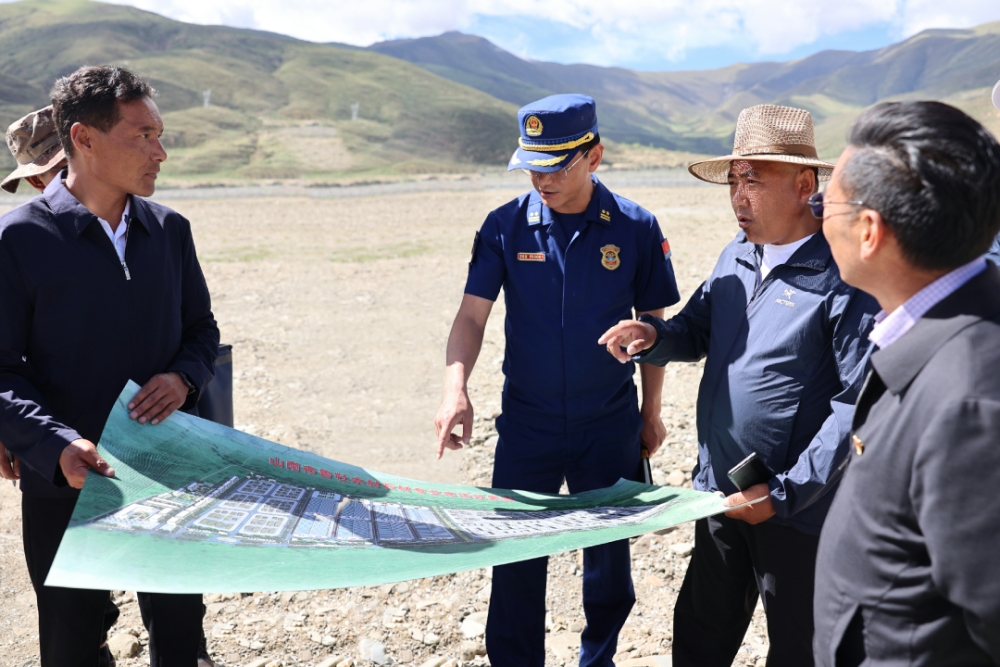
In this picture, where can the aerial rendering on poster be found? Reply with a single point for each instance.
(240, 507)
(221, 510)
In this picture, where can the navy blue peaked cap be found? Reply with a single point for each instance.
(553, 129)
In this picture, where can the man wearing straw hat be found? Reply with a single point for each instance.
(785, 345)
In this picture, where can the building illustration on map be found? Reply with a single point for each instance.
(240, 507)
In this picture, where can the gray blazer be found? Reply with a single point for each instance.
(909, 557)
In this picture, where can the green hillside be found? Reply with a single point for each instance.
(697, 110)
(279, 107)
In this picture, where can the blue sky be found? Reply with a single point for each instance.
(639, 34)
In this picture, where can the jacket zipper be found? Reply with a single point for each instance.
(128, 226)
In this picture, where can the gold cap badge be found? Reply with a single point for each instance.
(609, 257)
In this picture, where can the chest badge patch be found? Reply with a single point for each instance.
(609, 257)
(786, 301)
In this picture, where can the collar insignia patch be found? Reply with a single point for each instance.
(609, 257)
(533, 126)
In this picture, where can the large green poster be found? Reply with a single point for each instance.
(198, 507)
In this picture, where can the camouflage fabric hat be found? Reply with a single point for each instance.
(35, 145)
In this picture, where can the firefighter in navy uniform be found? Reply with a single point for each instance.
(573, 259)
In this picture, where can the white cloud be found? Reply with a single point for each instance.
(609, 31)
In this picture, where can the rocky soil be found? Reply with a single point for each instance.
(339, 312)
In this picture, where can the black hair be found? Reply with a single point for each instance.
(933, 174)
(90, 96)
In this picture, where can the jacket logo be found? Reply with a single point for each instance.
(788, 293)
(609, 257)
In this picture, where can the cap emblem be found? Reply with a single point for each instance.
(609, 257)
(533, 126)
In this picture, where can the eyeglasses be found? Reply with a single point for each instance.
(560, 175)
(816, 204)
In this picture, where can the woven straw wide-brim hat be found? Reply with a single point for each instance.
(768, 133)
(35, 145)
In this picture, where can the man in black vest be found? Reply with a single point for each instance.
(907, 571)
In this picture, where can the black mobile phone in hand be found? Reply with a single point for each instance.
(748, 472)
(645, 473)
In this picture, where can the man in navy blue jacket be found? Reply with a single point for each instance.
(97, 286)
(785, 348)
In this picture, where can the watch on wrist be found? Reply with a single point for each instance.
(187, 382)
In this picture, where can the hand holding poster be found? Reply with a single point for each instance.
(199, 507)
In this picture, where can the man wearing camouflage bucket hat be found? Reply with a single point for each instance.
(572, 258)
(786, 347)
(35, 145)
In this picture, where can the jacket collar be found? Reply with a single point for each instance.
(601, 209)
(814, 254)
(976, 300)
(75, 216)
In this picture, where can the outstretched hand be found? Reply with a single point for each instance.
(158, 398)
(752, 514)
(77, 458)
(633, 335)
(8, 471)
(455, 409)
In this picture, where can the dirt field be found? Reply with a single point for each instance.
(338, 311)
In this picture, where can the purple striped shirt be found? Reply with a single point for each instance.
(890, 327)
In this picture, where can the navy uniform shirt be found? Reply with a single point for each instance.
(562, 292)
(786, 359)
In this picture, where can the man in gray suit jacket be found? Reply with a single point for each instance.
(908, 571)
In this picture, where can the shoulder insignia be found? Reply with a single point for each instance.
(475, 242)
(609, 257)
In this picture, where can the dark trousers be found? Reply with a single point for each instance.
(71, 621)
(537, 459)
(732, 565)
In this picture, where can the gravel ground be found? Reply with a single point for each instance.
(338, 310)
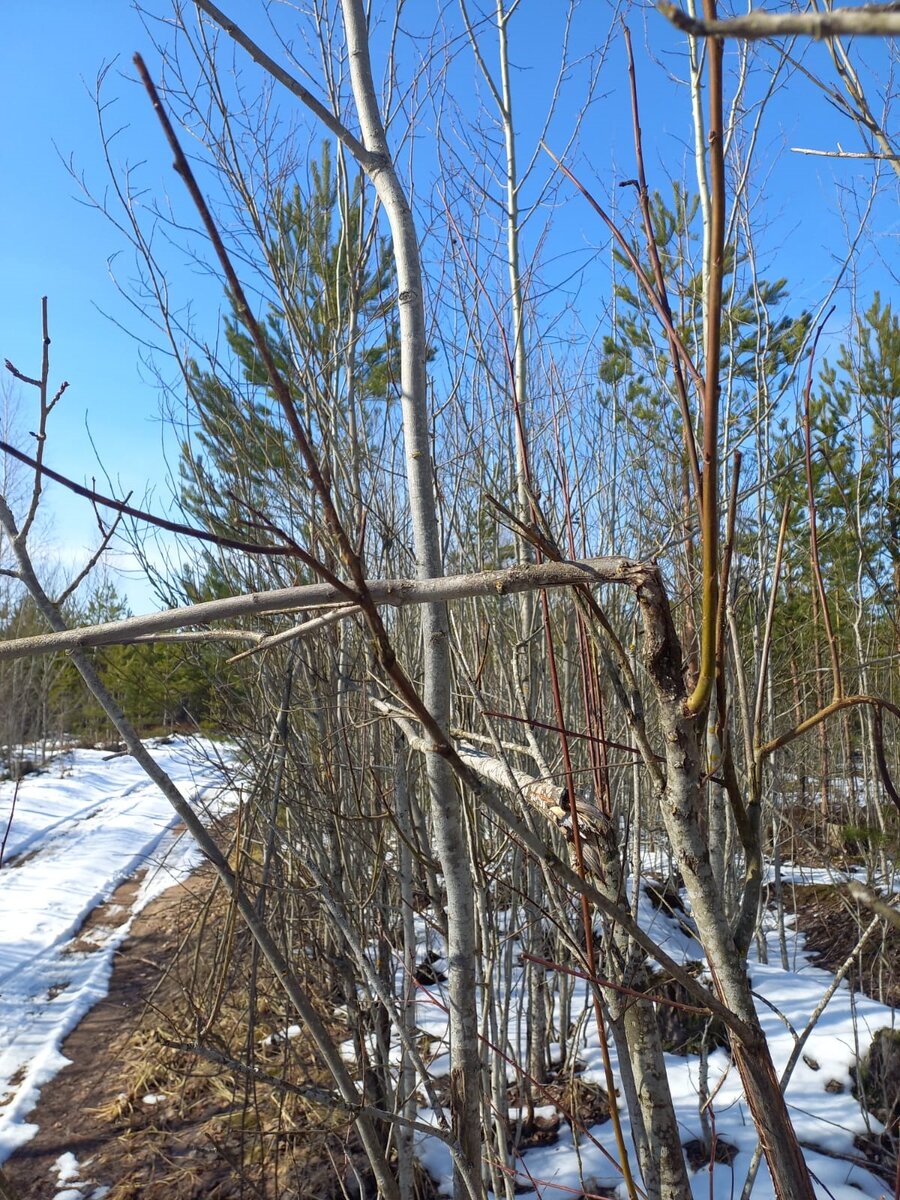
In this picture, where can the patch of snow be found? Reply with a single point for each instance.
(78, 831)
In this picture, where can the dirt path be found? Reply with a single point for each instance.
(70, 1111)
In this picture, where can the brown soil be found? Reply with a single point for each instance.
(66, 1110)
(832, 924)
(210, 1129)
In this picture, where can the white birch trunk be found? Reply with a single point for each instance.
(447, 811)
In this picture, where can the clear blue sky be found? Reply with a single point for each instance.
(51, 52)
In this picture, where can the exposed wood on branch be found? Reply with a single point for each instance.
(870, 21)
(397, 593)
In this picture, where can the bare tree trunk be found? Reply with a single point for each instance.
(447, 810)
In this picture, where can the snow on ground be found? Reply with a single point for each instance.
(823, 1110)
(73, 834)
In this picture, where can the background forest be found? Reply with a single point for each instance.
(409, 382)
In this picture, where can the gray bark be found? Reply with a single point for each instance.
(445, 809)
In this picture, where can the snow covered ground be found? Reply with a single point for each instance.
(73, 834)
(825, 1113)
(90, 822)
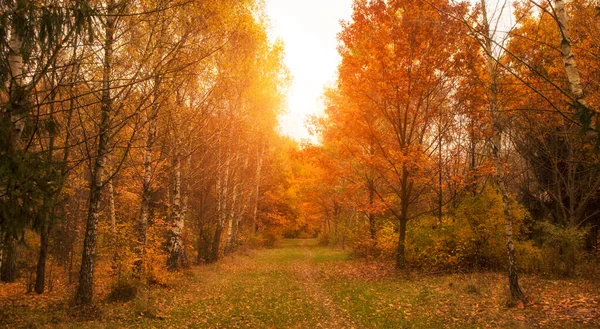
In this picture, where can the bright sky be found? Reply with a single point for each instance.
(309, 30)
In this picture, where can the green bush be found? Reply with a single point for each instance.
(562, 248)
(383, 246)
(472, 239)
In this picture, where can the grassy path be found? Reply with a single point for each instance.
(302, 285)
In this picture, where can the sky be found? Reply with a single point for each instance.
(309, 30)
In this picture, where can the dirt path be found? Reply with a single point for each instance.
(303, 285)
(305, 269)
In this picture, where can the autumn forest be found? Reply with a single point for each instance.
(453, 177)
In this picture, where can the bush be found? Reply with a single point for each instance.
(383, 246)
(562, 248)
(473, 239)
(123, 291)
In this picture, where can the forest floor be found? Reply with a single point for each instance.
(302, 285)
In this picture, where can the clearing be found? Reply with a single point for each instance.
(303, 285)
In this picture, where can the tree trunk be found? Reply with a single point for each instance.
(570, 66)
(513, 278)
(371, 215)
(85, 289)
(401, 255)
(40, 278)
(8, 272)
(260, 152)
(142, 227)
(176, 258)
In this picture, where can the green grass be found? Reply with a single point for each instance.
(302, 285)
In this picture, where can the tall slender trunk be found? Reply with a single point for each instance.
(85, 289)
(16, 113)
(371, 215)
(569, 64)
(176, 257)
(231, 220)
(8, 271)
(513, 277)
(260, 152)
(40, 277)
(48, 206)
(406, 190)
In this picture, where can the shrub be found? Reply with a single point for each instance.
(383, 246)
(562, 248)
(474, 238)
(123, 291)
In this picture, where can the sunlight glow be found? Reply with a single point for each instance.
(309, 30)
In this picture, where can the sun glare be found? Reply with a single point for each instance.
(309, 29)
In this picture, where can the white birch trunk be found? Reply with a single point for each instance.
(86, 275)
(513, 278)
(570, 66)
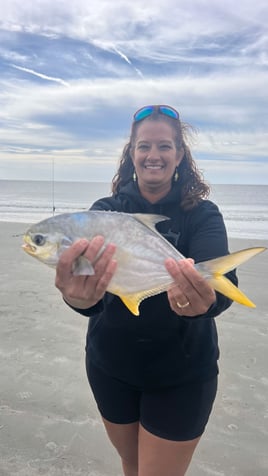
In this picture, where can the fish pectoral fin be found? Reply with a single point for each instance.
(149, 219)
(82, 267)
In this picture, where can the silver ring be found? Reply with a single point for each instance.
(182, 306)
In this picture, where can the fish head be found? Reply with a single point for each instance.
(45, 246)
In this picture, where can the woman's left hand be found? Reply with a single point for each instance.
(190, 295)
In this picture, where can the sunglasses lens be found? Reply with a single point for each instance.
(148, 110)
(143, 112)
(168, 111)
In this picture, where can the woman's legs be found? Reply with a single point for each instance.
(125, 440)
(144, 454)
(161, 457)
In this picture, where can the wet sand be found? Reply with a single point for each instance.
(49, 424)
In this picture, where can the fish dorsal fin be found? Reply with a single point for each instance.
(149, 220)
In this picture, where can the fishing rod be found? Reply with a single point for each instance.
(53, 186)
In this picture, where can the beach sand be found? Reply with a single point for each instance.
(49, 424)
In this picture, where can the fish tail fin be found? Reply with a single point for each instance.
(215, 269)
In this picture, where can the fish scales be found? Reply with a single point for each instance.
(140, 253)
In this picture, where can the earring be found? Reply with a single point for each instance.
(176, 176)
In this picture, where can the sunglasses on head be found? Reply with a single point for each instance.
(147, 111)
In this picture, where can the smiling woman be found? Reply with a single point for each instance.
(154, 378)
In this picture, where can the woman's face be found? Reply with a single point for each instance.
(155, 157)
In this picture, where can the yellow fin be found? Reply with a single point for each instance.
(214, 269)
(228, 262)
(225, 286)
(132, 301)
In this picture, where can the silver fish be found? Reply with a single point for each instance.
(140, 253)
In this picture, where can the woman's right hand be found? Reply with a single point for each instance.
(84, 292)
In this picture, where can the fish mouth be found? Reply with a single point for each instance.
(29, 248)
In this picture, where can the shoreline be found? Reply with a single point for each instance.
(49, 422)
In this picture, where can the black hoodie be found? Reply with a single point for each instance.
(160, 348)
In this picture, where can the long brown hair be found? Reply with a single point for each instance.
(192, 185)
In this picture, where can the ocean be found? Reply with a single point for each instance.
(244, 207)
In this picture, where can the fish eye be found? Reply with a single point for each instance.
(39, 240)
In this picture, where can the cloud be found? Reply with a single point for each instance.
(40, 75)
(207, 59)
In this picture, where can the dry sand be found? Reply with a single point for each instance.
(49, 424)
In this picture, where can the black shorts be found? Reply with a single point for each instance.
(178, 413)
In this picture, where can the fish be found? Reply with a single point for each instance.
(141, 252)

▶ **TASK INSTRUCTIONS**: Copy word for word the rows from the line containing "In this picture, where can the fish be" through the last of the rows.

▶ **EXERCISE RESULT**:
In this picture, where can the fish be found? Reply with a single point for each instance.
(141, 252)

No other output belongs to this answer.